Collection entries
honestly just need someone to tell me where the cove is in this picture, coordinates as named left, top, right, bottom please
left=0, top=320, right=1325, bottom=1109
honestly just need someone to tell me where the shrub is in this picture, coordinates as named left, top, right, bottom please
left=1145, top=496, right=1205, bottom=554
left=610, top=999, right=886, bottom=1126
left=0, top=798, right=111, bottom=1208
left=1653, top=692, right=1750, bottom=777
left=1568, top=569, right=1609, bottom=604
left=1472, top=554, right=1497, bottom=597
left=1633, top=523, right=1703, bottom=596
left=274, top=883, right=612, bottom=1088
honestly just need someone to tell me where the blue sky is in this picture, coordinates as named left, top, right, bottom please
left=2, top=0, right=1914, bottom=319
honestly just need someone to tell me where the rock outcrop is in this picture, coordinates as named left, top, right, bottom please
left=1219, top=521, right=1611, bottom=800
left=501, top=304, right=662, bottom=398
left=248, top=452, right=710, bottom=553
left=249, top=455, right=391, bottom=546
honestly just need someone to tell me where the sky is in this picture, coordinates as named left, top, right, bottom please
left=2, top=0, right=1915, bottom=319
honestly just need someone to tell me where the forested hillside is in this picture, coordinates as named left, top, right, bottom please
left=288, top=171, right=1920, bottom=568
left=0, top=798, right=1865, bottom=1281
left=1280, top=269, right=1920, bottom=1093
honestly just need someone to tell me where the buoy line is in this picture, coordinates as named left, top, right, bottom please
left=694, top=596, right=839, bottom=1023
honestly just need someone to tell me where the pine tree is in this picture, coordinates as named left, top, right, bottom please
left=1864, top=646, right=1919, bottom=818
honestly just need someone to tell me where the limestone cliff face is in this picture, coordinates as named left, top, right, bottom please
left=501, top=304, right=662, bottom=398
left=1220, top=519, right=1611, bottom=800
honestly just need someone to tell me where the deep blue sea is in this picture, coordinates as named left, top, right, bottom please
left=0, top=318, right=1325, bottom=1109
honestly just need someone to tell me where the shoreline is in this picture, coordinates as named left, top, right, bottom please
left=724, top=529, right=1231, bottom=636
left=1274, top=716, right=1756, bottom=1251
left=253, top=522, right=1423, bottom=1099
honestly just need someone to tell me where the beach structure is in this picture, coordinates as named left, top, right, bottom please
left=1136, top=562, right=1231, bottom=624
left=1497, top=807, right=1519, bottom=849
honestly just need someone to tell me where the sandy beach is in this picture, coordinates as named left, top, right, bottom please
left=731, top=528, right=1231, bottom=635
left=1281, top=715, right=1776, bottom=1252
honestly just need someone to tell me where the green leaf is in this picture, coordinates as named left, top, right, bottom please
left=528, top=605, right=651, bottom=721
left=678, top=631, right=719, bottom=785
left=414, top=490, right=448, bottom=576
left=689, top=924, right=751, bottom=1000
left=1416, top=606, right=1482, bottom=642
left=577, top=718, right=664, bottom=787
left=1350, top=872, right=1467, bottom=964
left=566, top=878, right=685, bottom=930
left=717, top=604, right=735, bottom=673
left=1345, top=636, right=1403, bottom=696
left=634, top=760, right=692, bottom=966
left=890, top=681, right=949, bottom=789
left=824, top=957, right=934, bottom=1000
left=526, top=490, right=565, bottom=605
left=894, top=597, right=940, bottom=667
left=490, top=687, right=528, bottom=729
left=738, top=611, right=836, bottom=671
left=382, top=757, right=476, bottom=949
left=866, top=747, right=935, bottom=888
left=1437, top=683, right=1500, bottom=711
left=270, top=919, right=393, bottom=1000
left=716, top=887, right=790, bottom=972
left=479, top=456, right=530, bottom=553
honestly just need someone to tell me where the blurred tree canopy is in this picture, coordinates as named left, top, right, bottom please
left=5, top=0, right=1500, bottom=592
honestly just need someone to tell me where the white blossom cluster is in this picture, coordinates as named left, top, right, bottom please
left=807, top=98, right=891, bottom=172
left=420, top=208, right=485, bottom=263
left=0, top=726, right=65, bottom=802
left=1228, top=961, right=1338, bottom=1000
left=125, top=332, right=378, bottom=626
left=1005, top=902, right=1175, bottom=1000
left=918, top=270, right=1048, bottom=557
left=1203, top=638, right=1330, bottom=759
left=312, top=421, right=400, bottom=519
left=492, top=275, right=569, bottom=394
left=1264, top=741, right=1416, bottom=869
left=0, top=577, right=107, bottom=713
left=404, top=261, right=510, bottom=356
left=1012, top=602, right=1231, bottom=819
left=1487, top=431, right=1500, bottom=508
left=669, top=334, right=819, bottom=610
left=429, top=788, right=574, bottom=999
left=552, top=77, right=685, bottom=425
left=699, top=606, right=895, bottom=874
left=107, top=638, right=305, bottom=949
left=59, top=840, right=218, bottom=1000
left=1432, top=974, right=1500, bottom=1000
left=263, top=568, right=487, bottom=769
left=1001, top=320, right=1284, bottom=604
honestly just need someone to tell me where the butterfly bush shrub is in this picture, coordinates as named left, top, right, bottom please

* _PROBLEM DETAILS_
Nothing is to be left out; every record above must be repeated exactly.

* _ANSWER_
honestly just need someone to tell me where the cove is in this picture, coordinates as named left, top, right, bottom please
left=0, top=320, right=1325, bottom=1109
honestly just need someone to tell me where the shrub is in this picture, coordinates as named left, top, right, bottom please
left=1145, top=496, right=1205, bottom=554
left=610, top=999, right=886, bottom=1126
left=0, top=798, right=111, bottom=1208
left=1653, top=692, right=1750, bottom=777
left=1568, top=569, right=1609, bottom=604
left=1472, top=554, right=1497, bottom=597
left=1633, top=523, right=1703, bottom=596
left=274, top=883, right=612, bottom=1088
honestly just need someone to tell me where the blue sky is in this picture, coordinates as named left, top, right, bottom please
left=2, top=0, right=1914, bottom=319
honestly just need someone to tell me where the rock outcrop is in this picture, coordinates as named left, top, right, bottom please
left=1219, top=521, right=1611, bottom=800
left=501, top=304, right=662, bottom=398
left=248, top=452, right=710, bottom=553
left=249, top=455, right=391, bottom=546
honestly just need someone to tell me where the sky is in this picture, coordinates as named left, top, right, bottom please
left=2, top=0, right=1915, bottom=319
honestly just need someone to tell me where the forested hillside is in this picture, coordinates as named left, top, right, bottom please
left=288, top=171, right=1920, bottom=568
left=0, top=798, right=1865, bottom=1281
left=1280, top=269, right=1920, bottom=1093
honestly just need someone to tell me where the buoy line is in this picture, coordinates as named left, top, right, bottom please
left=694, top=596, right=839, bottom=1023
honestly just need someone to tell me where the pine tree is in this picture, coordinates as named left, top, right, bottom please
left=1864, top=646, right=1919, bottom=818
honestly just need someone to tell me where the limestone cliff face is in this picture, coordinates as named left, top, right, bottom please
left=501, top=304, right=662, bottom=398
left=1220, top=519, right=1611, bottom=800
honestly just need someone to tell me where the deep blue sea is in this picture, coordinates as named left, top, right, bottom please
left=0, top=318, right=1325, bottom=1109
honestly just need someone to tell me where the shoreline is in this picture, coordinates as named left, top, right, bottom please
left=724, top=529, right=1231, bottom=636
left=1274, top=716, right=1756, bottom=1251
left=253, top=522, right=1423, bottom=1099
honestly just need someone to tell me where the beach structure is in this picture, coordinates as named left, top, right, bottom please
left=1136, top=562, right=1231, bottom=624
left=1497, top=807, right=1519, bottom=849
honestly just need someone to tell me where the sandy beach is in this picture, coordinates as named left, top, right, bottom please
left=731, top=528, right=1231, bottom=635
left=1281, top=715, right=1776, bottom=1252
honestly just need someone to tell me where the green leaf is in this picture, coordinates as named left, top, right, bottom please
left=528, top=605, right=651, bottom=721
left=678, top=631, right=719, bottom=785
left=414, top=490, right=448, bottom=576
left=689, top=924, right=751, bottom=1000
left=1416, top=606, right=1482, bottom=642
left=577, top=718, right=664, bottom=787
left=1350, top=872, right=1467, bottom=964
left=566, top=878, right=685, bottom=930
left=717, top=604, right=735, bottom=673
left=1345, top=636, right=1403, bottom=696
left=634, top=760, right=692, bottom=966
left=890, top=681, right=949, bottom=789
left=824, top=957, right=934, bottom=1000
left=526, top=490, right=565, bottom=605
left=894, top=597, right=940, bottom=667
left=490, top=687, right=528, bottom=729
left=738, top=611, right=836, bottom=671
left=382, top=757, right=476, bottom=949
left=866, top=747, right=935, bottom=888
left=1437, top=683, right=1500, bottom=711
left=270, top=919, right=393, bottom=1000
left=716, top=887, right=790, bottom=972
left=479, top=456, right=530, bottom=553
honestly just need someone to tell me where the blurred tree canopy is in this picture, coordinates as named left, top, right, bottom please
left=5, top=0, right=1500, bottom=592
honestly just need someone to tell me where the white blossom cluster is in this picture, coordinates as named left, top, right, bottom please
left=807, top=98, right=891, bottom=172
left=420, top=208, right=485, bottom=263
left=0, top=726, right=65, bottom=802
left=1228, top=961, right=1338, bottom=1000
left=125, top=332, right=378, bottom=626
left=1005, top=902, right=1175, bottom=1000
left=918, top=270, right=1048, bottom=557
left=1203, top=638, right=1330, bottom=759
left=312, top=421, right=400, bottom=519
left=492, top=275, right=569, bottom=394
left=1264, top=741, right=1416, bottom=869
left=0, top=577, right=107, bottom=713
left=404, top=261, right=510, bottom=356
left=1012, top=602, right=1231, bottom=819
left=1487, top=431, right=1500, bottom=508
left=669, top=334, right=819, bottom=610
left=429, top=788, right=574, bottom=999
left=552, top=77, right=685, bottom=425
left=699, top=606, right=895, bottom=874
left=107, top=638, right=305, bottom=949
left=59, top=840, right=218, bottom=1000
left=1432, top=974, right=1500, bottom=1000
left=263, top=568, right=487, bottom=769
left=1001, top=320, right=1284, bottom=604
honestly just need someone to tell me where the butterfly bush shrub is in this picture, coordinates as named left, top, right, bottom please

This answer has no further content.